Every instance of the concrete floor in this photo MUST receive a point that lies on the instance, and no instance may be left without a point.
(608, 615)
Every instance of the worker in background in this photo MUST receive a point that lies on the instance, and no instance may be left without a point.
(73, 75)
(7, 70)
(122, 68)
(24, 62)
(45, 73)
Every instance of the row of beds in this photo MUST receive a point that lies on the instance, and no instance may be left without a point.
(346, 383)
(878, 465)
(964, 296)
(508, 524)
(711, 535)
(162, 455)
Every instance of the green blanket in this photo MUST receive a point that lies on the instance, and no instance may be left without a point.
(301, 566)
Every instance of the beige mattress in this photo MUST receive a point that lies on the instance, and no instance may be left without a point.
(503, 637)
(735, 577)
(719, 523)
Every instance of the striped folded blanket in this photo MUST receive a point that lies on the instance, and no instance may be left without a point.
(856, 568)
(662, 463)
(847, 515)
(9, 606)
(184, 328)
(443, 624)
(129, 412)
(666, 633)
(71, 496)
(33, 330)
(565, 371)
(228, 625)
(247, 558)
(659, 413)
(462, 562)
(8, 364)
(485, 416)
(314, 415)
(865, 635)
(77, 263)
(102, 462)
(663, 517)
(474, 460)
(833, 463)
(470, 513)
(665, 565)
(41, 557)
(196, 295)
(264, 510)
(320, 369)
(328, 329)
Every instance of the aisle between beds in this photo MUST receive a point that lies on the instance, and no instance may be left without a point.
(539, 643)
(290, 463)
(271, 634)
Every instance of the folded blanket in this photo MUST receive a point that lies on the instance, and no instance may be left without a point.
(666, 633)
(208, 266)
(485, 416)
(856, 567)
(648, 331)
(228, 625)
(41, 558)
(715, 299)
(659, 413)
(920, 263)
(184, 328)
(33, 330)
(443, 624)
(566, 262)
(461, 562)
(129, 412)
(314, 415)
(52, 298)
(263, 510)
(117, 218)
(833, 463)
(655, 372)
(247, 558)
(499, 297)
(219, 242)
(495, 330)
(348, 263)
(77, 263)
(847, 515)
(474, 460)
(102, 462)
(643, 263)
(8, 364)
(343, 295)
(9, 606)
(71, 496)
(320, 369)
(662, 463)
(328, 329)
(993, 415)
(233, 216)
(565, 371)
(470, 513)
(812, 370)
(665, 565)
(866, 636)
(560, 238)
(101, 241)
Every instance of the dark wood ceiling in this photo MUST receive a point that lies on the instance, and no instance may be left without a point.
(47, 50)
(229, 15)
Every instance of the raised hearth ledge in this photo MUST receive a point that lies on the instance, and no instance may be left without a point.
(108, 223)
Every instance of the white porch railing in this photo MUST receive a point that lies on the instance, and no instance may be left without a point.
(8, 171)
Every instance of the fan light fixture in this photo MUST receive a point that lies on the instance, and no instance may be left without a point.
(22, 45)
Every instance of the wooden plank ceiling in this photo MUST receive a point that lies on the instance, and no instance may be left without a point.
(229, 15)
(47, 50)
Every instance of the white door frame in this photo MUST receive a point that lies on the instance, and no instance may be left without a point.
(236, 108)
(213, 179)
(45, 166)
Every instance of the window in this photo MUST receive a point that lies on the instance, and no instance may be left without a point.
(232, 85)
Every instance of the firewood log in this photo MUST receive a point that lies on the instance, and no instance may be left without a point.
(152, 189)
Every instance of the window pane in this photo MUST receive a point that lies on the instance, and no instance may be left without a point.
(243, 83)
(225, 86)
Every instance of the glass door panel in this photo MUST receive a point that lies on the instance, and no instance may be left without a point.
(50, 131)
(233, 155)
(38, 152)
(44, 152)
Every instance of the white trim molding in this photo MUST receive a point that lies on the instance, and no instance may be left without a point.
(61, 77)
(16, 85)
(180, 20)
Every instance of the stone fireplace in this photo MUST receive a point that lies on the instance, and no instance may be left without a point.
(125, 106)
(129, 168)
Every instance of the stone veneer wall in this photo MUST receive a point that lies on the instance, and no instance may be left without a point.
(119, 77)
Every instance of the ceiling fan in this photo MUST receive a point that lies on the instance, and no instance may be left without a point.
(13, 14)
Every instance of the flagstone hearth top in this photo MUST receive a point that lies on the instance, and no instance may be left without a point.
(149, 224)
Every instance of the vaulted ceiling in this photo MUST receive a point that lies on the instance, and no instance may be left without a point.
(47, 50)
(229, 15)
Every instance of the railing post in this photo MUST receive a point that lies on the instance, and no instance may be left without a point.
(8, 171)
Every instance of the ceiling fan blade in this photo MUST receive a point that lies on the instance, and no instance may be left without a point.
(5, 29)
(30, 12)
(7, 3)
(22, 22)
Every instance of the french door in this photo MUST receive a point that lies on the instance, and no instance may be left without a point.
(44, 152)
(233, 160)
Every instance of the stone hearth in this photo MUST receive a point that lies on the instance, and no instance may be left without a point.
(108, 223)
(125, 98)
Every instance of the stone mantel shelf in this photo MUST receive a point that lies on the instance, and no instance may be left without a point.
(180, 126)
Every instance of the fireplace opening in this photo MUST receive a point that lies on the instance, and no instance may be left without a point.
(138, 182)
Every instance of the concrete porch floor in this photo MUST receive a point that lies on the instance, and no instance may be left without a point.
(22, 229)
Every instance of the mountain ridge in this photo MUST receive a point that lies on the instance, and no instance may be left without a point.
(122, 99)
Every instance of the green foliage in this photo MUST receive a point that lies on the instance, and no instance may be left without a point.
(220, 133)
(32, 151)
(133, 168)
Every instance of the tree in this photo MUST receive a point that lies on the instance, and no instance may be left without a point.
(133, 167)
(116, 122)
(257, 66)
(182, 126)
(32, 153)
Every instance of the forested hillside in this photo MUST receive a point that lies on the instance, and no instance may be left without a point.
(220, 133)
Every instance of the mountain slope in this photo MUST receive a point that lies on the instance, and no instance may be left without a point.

# How to complete this task
The entries shown above should be duplicated exactly.

# Reply
Every instance of the concrete floor in this photo MUST receive a point that lies on the instance, and no instance may be left without a point.
(608, 615)
Every instance of the worker in background in this photo MUST receive a point that lies on the instance, and no instance may be left without a point.
(73, 75)
(7, 70)
(122, 68)
(24, 62)
(45, 73)
Every instance of the row of beds in this photo MUST receive a point that lies on the instance, and no instance may be left without a point.
(346, 383)
(878, 465)
(964, 296)
(508, 524)
(711, 535)
(162, 455)
Every instance of the green blanket in this photo MUST receive a point that lies on the instance, and no instance may be left without a point.
(301, 566)
Every instance of the beige mattress in this photo MUST receive a point that lies on the instance, and no instance may be left without a point.
(503, 637)
(735, 577)
(719, 523)
Every instance of the striped folded blanket in this photo MUST receive a point that lies on the instance, and no instance may be left without a point.
(856, 568)
(662, 463)
(847, 515)
(9, 606)
(184, 328)
(443, 624)
(129, 412)
(666, 633)
(71, 496)
(33, 330)
(565, 371)
(228, 625)
(247, 558)
(659, 413)
(462, 562)
(8, 364)
(485, 416)
(314, 415)
(865, 635)
(77, 263)
(102, 462)
(663, 517)
(474, 460)
(833, 463)
(470, 513)
(665, 565)
(41, 557)
(196, 295)
(264, 510)
(320, 369)
(328, 329)
Every instance of the aisle between beds in this photo MUST receive a point that lies on the instance, and no instance may be left without a point.
(539, 643)
(290, 463)
(271, 634)
Every instance of the folded blanket in this photo MUST receive a point that lies on the instance, and no instance may be left without a point.
(666, 633)
(208, 266)
(485, 416)
(856, 567)
(648, 331)
(228, 625)
(41, 558)
(715, 299)
(659, 413)
(920, 263)
(184, 328)
(33, 330)
(443, 624)
(566, 262)
(461, 562)
(129, 412)
(314, 415)
(52, 298)
(263, 510)
(117, 218)
(833, 463)
(655, 372)
(247, 558)
(499, 297)
(219, 242)
(495, 330)
(348, 263)
(77, 263)
(847, 515)
(474, 460)
(102, 462)
(643, 263)
(8, 364)
(343, 295)
(9, 606)
(71, 496)
(320, 369)
(662, 463)
(328, 329)
(993, 415)
(233, 216)
(565, 371)
(470, 513)
(812, 370)
(665, 565)
(866, 636)
(560, 238)
(101, 241)
Every instance of the dark wood ceiling in this photo MUST receive a point that lies on the instance, and no instance may be left without a point.
(47, 50)
(229, 15)
Every instance of the raised hearth ledge in this photo MUST receive a point that lies on the instance, and no instance may be left without a point.
(108, 223)
Every instance of the white porch railing in this photo MUST receive a point that lies on the instance, and no instance may be left without a point.
(8, 171)
Every instance of the fan light fixture in this photo MUST receive a point that lies on the instance, and no instance may be left without a point.
(22, 45)
Every instance of the wooden plank ceiling in this photo MUST receive a point that lies on the instance, and no instance may be left without a point.
(229, 15)
(47, 50)
Every instance of the white door frame in this photo MUST receive a point that lies on the instance, and no instance may be left without a point.
(236, 108)
(213, 179)
(45, 166)
Every instance of the window in this photo MUST receive a point that lies on the instance, and no instance may be left without a point.
(232, 85)
Every instance of the firewood log in this photo MUST receive a point that lies on the instance, and no instance may be left without a point.
(152, 189)
Every instance of the window pane in this photo MUST receive a point that lies on the instance, and no instance may be left without a point.
(243, 83)
(225, 86)
Every instance of the glass door panel in this photo MUST receive a point that lies on the instance, and no instance may be left without a point.
(50, 131)
(233, 155)
(38, 152)
(44, 152)
Every instance of the white trim molding in this photo MUST receive a point that lies on the instance, and no instance may be left without a point.
(61, 77)
(16, 85)
(180, 20)
Every instance of the stone fireplace in this photo MUST receive a point that lies on the instance, and no instance may be left without a point.
(125, 106)
(129, 168)
Every instance of the stone veneer wall in this photo MUST receive a point that lies on the instance, and no instance may be left without a point.
(119, 77)
Every instance of the ceiling fan in this photo MUST receive a point that lies on the instance, and no instance may be left without a point.
(13, 14)
Every instance of the flagstone hearth top in this photo MUST receive a point that lies on the instance, and no instance may be left without a point.
(149, 224)
Every instance of the vaulted ceiling in this photo MUST receive a point that lies on the instance, and no instance may be left without a point.
(47, 50)
(229, 15)
Every instance of the railing post in this photo MUST receive a point that lies on the instance, and no instance may be left without a point.
(8, 171)
Every instance of the ceiling fan blade in this photo MUST receive a point that lies on the instance, and no instance may be left without a point.
(5, 29)
(30, 12)
(7, 3)
(22, 22)
Every instance of the french door in this photo MUST receive a point that lies on the instance, and no instance may be left without a point.
(44, 152)
(233, 160)
Every instance of the stone hearth in this photo MUST receive a point that lies on the instance, and no instance may be left without a point.
(108, 223)
(125, 98)
Every instance of the stone mantel shelf in this photo MUST receive a point that lies on the instance, and no instance may be left without a point.
(180, 126)
Every instance of the fireplace opening in this photo MUST receive a point that lies on the instance, and no instance may be left without a point.
(138, 182)
Every instance of the concrete porch floor in this photo MUST receive a point that lies on the instance, and no instance may be left without a point.
(22, 229)
Every instance of the mountain ridge in this photo MUST receive a point that lies on the instance, and no instance may be left without a point.
(122, 99)
Every instance of the green foliage in this photo MUST receive a point that lies on the instance, and no instance may be left without a point.
(220, 133)
(32, 151)
(133, 168)
Every instance of the tree in this photo MUST receive a point that lies on the instance, and no instance may be left without a point.
(133, 167)
(116, 122)
(257, 66)
(182, 126)
(32, 153)
Every instance of the forested hillside in this photo MUST receive a point that lies on the instance, and no instance may be left without a point.
(220, 133)
Every instance of the mountain slope in this photo MUST receive a point that lies on the instance, and no instance may be left without a point.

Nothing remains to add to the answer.